In the records below, how many lines hold the string "forearm"? Give only the number.

Records contained in a dataset
╭──
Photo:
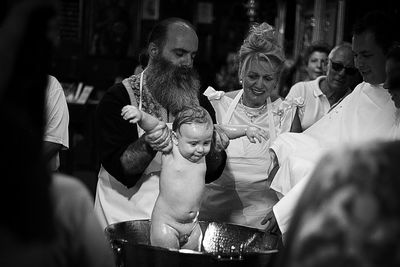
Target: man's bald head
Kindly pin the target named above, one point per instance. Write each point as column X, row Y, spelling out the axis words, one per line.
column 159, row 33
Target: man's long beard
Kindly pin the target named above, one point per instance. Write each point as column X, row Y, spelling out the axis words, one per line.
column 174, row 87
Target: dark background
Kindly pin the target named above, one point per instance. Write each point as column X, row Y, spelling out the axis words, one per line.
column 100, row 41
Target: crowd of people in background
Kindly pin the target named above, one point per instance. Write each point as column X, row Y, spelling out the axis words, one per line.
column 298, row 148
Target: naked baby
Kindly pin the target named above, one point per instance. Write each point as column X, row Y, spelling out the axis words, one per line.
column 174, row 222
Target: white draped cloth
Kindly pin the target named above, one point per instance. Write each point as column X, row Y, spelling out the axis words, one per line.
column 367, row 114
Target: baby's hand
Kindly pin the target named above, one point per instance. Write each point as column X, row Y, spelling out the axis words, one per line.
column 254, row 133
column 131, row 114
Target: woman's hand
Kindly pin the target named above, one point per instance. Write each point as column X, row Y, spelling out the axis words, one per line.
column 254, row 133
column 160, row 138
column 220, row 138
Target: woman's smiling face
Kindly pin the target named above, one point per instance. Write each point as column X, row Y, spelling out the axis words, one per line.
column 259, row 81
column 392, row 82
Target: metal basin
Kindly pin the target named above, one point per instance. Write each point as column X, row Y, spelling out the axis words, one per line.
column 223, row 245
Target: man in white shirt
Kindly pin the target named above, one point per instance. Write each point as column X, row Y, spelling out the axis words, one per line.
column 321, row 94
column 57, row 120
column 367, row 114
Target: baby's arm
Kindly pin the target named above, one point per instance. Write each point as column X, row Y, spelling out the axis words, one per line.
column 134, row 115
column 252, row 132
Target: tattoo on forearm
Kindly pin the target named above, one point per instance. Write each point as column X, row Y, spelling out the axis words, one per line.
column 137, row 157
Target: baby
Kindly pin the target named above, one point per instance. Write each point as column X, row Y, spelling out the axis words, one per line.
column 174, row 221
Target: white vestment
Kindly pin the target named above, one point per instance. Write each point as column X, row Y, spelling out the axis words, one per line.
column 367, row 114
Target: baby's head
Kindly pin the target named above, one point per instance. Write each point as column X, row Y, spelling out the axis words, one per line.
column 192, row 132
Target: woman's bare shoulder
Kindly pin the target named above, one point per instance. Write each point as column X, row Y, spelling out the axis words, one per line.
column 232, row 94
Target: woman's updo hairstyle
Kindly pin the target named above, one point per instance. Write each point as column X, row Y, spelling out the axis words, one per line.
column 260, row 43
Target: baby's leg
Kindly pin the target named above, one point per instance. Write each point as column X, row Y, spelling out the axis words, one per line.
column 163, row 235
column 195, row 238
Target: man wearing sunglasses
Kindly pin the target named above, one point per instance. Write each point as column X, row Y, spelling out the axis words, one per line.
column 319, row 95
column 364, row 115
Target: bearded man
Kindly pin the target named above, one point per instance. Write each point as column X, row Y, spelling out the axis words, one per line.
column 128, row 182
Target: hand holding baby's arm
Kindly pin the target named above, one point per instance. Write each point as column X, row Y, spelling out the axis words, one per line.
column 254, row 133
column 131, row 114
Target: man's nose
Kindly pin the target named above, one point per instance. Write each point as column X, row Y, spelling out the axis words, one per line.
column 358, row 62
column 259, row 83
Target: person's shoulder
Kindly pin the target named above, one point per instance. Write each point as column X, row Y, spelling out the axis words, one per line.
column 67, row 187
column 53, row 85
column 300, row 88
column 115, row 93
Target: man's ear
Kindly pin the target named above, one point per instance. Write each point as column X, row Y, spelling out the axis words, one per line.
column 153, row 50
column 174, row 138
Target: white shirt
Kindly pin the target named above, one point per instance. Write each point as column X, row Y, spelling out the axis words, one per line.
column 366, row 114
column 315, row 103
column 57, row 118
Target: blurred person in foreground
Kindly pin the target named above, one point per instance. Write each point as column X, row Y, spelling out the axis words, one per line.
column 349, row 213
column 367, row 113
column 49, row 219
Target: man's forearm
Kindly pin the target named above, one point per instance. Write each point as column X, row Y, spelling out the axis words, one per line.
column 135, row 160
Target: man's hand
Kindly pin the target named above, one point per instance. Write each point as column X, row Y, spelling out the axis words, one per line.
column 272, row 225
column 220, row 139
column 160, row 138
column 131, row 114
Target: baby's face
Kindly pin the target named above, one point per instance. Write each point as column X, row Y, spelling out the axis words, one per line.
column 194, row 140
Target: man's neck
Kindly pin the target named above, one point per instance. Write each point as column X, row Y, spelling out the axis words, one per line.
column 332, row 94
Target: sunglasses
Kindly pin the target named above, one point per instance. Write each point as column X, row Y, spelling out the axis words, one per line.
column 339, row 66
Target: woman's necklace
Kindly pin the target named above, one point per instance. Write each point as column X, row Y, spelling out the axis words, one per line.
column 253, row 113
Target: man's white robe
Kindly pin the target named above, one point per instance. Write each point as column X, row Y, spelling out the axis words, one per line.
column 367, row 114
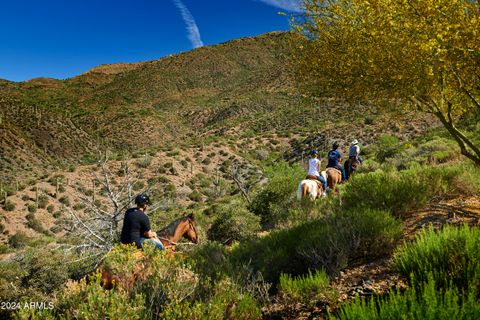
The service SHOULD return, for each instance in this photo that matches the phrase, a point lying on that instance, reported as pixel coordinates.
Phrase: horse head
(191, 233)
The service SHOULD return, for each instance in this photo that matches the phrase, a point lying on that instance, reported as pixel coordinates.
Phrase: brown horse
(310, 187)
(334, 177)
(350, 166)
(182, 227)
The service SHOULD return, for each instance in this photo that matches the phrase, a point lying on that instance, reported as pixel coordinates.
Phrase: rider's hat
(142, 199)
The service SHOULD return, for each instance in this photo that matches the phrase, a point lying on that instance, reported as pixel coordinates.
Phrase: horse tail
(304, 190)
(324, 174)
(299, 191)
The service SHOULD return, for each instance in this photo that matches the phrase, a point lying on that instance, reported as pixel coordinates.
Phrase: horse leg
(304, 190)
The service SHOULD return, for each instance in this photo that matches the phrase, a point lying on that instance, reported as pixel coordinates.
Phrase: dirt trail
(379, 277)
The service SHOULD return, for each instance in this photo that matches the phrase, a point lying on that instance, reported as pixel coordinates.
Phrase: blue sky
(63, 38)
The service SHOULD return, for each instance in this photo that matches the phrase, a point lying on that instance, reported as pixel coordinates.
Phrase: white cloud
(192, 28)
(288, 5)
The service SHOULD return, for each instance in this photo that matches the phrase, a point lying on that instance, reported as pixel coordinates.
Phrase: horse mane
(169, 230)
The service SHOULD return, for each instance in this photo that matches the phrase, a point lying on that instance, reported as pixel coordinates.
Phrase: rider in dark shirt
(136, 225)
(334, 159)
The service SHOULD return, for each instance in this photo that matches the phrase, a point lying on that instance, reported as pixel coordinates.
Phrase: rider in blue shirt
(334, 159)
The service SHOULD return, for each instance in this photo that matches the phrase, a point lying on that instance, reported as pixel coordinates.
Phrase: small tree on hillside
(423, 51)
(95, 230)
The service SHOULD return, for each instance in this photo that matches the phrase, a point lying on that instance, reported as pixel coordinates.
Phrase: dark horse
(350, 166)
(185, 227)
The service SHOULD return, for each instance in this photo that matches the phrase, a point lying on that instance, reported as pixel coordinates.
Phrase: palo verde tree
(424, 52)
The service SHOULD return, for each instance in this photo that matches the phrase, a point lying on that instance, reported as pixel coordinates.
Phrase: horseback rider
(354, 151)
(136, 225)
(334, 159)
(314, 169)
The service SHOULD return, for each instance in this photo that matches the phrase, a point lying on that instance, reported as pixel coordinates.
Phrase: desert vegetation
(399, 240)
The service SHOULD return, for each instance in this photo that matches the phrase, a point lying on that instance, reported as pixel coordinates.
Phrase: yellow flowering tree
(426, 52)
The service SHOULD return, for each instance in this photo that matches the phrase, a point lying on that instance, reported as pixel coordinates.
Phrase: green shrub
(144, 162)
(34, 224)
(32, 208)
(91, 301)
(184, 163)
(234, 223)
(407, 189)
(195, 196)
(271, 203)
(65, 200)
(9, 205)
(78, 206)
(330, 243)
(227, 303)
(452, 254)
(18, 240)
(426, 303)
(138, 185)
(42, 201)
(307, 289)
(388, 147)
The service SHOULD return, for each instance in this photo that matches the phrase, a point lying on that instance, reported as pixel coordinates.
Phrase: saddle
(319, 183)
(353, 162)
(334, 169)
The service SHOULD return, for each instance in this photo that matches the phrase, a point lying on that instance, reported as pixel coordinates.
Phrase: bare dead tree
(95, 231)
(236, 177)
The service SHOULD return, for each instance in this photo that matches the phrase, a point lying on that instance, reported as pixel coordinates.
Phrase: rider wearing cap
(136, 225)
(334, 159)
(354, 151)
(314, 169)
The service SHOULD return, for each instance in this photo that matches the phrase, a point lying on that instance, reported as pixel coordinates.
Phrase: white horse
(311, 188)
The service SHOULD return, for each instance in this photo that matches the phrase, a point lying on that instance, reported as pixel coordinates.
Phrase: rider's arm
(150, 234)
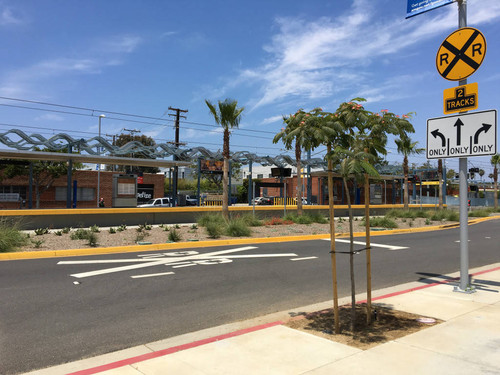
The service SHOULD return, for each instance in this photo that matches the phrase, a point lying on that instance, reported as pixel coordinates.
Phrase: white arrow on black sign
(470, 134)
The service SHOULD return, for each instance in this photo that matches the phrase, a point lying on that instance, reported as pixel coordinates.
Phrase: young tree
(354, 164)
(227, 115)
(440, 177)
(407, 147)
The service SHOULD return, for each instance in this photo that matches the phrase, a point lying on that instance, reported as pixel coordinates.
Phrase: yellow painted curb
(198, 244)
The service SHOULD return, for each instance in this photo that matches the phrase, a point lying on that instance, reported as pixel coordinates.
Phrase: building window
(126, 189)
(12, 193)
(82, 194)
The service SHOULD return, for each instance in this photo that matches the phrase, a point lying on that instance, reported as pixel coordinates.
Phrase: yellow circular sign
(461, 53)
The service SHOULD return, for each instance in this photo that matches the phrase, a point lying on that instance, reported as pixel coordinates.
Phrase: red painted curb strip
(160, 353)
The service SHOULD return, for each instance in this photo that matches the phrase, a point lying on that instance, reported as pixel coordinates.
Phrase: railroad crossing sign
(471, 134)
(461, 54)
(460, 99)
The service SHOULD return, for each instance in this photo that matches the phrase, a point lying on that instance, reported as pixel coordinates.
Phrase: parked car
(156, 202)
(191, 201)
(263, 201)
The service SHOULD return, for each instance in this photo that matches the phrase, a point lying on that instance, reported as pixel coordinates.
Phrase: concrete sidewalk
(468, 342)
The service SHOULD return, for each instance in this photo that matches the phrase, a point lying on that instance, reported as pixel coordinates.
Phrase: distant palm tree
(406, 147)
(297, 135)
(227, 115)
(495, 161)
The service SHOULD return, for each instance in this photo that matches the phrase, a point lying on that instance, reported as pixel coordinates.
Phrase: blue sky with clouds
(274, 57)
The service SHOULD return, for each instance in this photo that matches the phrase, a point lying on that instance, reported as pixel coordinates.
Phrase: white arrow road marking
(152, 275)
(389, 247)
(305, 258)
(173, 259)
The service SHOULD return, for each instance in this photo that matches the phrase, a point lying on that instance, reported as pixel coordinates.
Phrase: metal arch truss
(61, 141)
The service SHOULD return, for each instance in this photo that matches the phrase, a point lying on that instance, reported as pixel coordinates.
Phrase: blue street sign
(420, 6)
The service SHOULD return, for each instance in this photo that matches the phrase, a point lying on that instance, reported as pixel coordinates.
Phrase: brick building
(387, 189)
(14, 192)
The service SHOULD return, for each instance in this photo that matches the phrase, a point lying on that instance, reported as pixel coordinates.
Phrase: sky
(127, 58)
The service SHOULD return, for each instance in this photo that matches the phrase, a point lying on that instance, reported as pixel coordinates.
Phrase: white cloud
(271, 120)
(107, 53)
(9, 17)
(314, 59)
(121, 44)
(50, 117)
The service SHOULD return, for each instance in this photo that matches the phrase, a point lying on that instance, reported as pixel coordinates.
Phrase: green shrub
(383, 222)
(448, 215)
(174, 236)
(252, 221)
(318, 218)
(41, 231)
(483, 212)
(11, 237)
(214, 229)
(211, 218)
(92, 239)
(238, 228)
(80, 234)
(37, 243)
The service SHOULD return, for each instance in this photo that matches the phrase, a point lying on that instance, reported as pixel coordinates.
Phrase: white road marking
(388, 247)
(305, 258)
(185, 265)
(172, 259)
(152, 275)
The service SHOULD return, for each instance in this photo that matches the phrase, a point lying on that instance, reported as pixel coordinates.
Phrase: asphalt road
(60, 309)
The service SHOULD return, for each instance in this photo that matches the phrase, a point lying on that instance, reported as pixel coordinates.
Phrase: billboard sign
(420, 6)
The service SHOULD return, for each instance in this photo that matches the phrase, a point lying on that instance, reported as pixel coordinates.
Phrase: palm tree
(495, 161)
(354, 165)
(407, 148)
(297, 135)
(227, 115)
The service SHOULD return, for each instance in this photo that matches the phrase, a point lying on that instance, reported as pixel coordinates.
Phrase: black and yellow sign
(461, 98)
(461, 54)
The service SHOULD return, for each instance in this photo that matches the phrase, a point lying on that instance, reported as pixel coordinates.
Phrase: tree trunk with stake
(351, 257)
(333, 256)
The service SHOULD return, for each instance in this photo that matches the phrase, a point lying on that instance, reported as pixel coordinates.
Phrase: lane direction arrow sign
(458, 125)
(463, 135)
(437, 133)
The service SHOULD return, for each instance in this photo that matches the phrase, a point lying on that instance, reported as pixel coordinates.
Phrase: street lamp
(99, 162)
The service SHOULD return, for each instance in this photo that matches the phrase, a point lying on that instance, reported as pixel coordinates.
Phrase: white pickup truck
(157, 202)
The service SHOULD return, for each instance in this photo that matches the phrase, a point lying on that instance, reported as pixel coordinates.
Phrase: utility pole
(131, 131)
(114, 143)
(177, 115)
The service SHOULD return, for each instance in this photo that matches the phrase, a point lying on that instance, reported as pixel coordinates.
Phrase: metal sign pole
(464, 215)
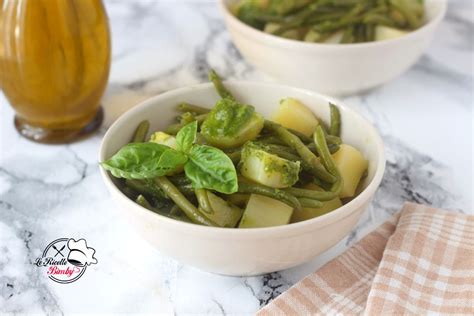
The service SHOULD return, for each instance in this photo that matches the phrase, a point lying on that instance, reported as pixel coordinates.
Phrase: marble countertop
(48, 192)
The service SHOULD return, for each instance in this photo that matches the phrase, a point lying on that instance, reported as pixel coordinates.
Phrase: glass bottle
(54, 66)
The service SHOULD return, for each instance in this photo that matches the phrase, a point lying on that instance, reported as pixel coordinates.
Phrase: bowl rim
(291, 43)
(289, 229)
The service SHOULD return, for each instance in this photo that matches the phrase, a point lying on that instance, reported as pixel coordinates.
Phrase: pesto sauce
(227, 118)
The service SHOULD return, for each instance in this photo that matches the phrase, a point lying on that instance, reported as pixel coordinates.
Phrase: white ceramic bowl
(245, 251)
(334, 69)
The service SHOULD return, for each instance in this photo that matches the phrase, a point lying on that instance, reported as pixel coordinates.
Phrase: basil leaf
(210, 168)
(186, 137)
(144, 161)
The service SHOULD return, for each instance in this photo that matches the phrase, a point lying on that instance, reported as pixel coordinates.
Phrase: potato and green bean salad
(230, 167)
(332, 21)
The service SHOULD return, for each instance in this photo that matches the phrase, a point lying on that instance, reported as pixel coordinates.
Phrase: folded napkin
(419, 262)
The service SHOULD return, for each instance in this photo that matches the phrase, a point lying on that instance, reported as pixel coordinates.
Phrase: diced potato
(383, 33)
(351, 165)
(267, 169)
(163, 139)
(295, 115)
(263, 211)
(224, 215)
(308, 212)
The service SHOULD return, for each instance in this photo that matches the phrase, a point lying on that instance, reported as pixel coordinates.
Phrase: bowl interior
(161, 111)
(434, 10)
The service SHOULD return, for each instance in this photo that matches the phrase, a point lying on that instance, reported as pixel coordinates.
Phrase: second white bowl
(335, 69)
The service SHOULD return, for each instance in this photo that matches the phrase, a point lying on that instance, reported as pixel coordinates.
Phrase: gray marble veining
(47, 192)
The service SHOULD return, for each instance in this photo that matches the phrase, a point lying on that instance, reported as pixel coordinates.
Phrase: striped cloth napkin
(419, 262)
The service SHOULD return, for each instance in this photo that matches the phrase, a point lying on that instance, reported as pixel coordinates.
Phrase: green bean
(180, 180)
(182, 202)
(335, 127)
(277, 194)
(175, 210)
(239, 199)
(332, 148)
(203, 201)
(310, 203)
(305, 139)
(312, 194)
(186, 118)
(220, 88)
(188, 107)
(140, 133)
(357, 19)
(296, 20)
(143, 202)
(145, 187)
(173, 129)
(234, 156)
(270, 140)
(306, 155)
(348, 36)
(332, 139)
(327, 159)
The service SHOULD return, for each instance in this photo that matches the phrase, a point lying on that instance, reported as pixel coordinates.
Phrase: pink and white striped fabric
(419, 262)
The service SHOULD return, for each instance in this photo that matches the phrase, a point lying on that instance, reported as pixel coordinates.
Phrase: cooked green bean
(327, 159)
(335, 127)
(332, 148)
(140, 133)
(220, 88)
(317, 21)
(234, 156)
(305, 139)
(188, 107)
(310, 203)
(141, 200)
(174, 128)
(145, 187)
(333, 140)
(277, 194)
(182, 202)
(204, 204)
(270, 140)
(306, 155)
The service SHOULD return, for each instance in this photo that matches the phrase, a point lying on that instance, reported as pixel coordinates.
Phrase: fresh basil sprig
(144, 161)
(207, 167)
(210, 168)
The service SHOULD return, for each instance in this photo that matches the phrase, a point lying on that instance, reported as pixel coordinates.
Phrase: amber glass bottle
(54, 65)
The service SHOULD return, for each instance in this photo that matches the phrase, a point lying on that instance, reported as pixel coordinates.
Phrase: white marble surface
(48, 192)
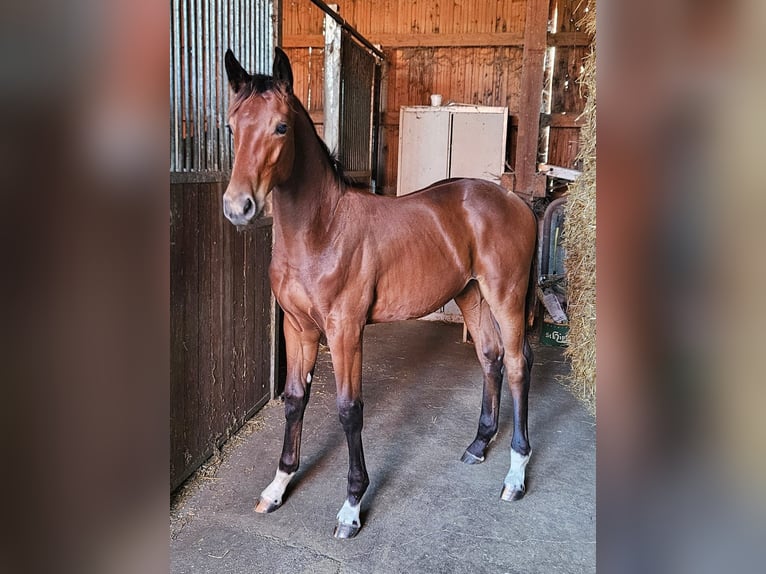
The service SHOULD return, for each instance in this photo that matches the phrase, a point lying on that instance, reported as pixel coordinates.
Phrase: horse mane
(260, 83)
╰──
> RESPONSE FOR THIS EXERCISE:
2